▶ Task requirements:
(a) Answer these questions using the text on replacing motor shafts:
(i) What is the diameter of the shafts?
(ii) How much does RC Timer charge for each shaft?
(iii) What motor were the purchased shafts made for?
(b) Take up the text on replacing motor shafts after its last sentence and continue it.

I'm a bit of a fan of the HobbyKing 1400kv motors. Trouble is these motor's shafts are exposed and sometimes they become bent. Shaft replacement was a challenge I needed to overcome or through away motors. This is my unique and easy way of removing and replacing the shafts.
The shafts have a 3.17 mm diameter, common to quite a few motors in Hobby King catalog. Unfortunately Hobby King do not carry replacement shafts for the motors that I use. RC Timer do carry shafts for these motors, they cost a dollar each, which is quite reasonable. eBay has packs of 10 for about $2 and these are what I use. The shafts I purchased are made for a 2212 motor. They are a little shorter than the standard shaft. That's actually an advantage. As long as the shaft is long enough for prop adapter, the shorter the better. These shafts are totally fine.

[Natural-language object grounding material]
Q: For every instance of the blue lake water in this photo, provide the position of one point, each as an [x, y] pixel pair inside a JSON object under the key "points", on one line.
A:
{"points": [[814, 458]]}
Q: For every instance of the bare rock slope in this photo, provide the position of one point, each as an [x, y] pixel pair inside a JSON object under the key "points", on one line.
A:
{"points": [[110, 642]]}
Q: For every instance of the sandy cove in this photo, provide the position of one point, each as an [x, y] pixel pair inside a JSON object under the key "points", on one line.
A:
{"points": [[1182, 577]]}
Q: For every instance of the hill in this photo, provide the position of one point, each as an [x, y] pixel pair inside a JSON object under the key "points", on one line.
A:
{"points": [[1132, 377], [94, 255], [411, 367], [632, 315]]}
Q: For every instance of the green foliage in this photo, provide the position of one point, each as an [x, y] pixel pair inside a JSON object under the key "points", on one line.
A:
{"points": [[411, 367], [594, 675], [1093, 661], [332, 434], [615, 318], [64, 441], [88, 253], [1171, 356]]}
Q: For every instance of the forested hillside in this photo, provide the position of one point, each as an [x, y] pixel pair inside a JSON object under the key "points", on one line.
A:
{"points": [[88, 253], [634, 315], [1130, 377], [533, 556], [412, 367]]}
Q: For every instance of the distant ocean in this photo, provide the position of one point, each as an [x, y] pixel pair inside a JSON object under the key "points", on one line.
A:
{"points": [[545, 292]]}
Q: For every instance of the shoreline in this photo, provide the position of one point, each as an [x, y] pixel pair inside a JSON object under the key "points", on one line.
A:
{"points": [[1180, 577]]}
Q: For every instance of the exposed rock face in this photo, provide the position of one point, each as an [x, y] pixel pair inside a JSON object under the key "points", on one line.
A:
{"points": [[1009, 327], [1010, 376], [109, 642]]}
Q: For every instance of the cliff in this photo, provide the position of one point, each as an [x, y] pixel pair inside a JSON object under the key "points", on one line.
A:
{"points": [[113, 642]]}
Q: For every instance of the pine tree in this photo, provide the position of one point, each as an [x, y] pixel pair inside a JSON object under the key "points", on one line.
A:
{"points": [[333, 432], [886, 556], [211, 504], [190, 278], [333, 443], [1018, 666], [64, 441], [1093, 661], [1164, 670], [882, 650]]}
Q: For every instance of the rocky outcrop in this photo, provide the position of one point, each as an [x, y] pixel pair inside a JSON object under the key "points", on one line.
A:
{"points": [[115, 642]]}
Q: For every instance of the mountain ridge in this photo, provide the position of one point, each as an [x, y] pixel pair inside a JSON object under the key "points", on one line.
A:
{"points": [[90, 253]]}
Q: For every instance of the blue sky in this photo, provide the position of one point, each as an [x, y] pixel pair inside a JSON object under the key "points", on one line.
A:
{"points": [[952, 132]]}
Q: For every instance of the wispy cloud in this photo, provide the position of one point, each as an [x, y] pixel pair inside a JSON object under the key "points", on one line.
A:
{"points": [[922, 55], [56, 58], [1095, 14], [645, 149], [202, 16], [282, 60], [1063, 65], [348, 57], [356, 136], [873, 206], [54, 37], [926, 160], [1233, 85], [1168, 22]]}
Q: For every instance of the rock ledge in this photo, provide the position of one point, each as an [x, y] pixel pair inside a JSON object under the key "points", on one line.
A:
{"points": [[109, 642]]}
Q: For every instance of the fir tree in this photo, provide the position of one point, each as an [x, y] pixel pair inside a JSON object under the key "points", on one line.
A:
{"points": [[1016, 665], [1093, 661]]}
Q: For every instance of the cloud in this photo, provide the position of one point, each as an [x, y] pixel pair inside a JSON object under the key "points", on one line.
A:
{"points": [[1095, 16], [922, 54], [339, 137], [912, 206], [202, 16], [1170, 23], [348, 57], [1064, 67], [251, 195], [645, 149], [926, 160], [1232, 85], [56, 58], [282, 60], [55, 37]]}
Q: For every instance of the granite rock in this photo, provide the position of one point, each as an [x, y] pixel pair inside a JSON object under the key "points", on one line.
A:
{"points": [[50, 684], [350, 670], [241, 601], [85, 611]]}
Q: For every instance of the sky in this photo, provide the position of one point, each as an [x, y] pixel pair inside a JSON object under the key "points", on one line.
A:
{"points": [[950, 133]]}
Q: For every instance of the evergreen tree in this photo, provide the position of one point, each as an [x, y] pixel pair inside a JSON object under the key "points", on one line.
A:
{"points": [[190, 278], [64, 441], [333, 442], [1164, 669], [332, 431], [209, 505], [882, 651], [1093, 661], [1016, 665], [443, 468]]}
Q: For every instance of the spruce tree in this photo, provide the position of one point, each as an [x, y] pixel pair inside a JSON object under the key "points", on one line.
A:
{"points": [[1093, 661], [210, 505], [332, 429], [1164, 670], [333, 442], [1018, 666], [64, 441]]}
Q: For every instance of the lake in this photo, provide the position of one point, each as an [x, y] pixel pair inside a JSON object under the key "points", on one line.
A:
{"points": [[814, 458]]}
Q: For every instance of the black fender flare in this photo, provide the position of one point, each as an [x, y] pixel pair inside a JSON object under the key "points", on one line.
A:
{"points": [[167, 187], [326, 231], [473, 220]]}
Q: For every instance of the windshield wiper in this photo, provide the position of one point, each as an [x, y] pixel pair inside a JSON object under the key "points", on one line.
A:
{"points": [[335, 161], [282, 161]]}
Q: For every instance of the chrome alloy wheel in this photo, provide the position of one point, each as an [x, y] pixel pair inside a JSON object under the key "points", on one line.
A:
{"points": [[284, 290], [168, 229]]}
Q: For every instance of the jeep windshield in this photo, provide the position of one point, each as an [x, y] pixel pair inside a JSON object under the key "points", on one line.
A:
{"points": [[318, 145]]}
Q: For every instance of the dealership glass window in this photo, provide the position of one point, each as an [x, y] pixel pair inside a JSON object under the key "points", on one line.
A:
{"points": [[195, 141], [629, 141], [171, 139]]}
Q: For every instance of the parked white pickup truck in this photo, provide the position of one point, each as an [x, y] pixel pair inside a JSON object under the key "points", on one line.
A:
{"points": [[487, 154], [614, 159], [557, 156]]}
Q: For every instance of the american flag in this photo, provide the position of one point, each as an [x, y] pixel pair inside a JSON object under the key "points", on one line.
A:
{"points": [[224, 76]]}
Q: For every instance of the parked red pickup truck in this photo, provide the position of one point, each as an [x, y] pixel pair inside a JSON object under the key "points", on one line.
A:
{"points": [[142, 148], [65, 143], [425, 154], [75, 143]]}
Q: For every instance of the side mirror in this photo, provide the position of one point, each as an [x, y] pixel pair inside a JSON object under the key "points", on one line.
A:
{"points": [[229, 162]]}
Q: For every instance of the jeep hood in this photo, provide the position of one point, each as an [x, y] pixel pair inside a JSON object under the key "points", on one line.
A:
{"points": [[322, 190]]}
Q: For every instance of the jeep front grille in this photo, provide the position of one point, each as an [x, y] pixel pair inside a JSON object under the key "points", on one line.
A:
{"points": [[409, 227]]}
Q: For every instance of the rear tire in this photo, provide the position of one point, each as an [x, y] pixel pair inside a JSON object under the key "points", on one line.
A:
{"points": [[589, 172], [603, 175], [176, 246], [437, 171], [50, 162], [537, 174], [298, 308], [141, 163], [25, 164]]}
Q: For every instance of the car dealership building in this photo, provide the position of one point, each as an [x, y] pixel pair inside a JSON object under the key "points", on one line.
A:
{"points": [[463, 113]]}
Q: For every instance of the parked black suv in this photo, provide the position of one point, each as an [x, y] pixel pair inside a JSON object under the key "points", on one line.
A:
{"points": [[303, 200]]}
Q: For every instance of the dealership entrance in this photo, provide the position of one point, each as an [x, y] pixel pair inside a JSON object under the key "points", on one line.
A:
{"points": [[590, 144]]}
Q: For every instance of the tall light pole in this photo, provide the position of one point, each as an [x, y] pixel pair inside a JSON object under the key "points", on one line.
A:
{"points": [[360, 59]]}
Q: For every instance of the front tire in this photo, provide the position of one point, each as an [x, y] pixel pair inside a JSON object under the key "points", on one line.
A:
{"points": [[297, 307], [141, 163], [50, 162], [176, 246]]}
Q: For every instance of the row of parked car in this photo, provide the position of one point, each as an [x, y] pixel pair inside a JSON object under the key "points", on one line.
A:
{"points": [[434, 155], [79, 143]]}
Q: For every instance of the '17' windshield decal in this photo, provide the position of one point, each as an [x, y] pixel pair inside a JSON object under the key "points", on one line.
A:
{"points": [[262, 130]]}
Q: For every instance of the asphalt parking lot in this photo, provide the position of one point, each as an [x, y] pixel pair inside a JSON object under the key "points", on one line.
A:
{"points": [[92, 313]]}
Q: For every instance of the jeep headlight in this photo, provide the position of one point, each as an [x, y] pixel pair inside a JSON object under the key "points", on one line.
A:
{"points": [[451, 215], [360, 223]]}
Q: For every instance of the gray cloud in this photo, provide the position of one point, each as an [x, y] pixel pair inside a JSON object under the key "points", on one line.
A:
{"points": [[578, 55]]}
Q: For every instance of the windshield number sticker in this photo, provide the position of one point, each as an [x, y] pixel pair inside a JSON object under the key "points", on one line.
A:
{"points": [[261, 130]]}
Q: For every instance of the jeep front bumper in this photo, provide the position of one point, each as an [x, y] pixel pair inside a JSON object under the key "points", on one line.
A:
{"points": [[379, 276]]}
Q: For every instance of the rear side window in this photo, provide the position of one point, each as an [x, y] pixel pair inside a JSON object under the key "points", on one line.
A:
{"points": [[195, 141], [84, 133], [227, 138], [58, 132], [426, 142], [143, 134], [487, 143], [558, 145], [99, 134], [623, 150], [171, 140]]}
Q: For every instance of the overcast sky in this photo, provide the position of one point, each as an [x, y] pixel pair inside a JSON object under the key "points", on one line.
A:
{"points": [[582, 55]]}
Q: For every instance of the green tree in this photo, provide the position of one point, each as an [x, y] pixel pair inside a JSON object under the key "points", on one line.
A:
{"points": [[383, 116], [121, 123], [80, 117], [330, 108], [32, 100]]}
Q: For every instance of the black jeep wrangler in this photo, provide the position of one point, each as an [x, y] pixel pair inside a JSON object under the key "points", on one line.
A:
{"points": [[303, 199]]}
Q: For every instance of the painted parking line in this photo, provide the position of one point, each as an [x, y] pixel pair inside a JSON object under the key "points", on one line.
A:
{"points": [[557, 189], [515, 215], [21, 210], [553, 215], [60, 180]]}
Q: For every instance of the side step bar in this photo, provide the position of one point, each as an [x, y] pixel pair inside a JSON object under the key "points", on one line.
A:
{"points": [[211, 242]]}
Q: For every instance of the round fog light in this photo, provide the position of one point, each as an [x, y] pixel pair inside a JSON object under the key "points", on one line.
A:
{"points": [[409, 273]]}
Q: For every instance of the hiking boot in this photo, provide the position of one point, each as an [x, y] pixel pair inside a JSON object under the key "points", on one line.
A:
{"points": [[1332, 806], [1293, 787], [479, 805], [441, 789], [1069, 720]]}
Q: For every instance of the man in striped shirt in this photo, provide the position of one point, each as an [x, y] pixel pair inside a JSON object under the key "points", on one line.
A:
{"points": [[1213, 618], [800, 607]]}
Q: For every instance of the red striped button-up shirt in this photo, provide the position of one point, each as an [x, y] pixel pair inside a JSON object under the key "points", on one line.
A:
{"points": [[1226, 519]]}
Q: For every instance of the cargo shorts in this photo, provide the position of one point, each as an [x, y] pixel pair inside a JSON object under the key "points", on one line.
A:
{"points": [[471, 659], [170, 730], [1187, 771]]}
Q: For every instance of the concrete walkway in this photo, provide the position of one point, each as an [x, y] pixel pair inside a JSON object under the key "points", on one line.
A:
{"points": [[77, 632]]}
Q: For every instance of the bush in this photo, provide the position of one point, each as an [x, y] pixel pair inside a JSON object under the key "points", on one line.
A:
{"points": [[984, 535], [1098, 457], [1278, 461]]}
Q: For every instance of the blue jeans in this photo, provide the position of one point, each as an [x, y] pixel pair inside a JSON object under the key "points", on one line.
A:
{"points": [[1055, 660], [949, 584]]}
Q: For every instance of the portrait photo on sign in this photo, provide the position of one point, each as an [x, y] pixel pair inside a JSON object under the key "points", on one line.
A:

▶ Answers to the tasks:
(a)
(i) 3.17 mm
(ii) A dollar each
(iii) A 2212 motor

(b)
The first time I tried to remove the shaft from a motor, I destroyed the motor. Needless to say, this was a fruitless exercise. Removing the shaft from the bell housing of a motor, is the most difficult part of replacing it. Traditionally removing the shaft is done in a press. Specialise presses are made to this purpose. You can adapt a vice to do the same thing, but it doesn't always work. So, after some experimentation I discovered a better method.
Pictured below is the tool of choice. I'm not exactly sure what you call one of these. It is a centre punch, but it has a spring inside (Spring Loaded Center Punch). When you press down on it, it releases shock,that causes of indentation from the point on the end. For our purposes it's the shock that doesn't work. The point does help, but will be worn away in the process. It also creates a small indentation on the end of the shaft, that helps keep the centered.
First you need to use a hacksaw to cut off the shaft.
Then its a good idea to sand the top so the end is flat.
Now remove the small circlip from the bottom of the shaft on the bottom of the motor. I usually use a very small straight screwdriver. In order to prevent the loss of the clip I try and surround the motor with a rag. You really don't want to lose circlip. Holding your thumb over the circuit what the prize it with a screwdriver, sometimes works. It's then reasonably easy to separate the two halves of the motor. Put the winding side away in a safe place, away from dirt and metal filings.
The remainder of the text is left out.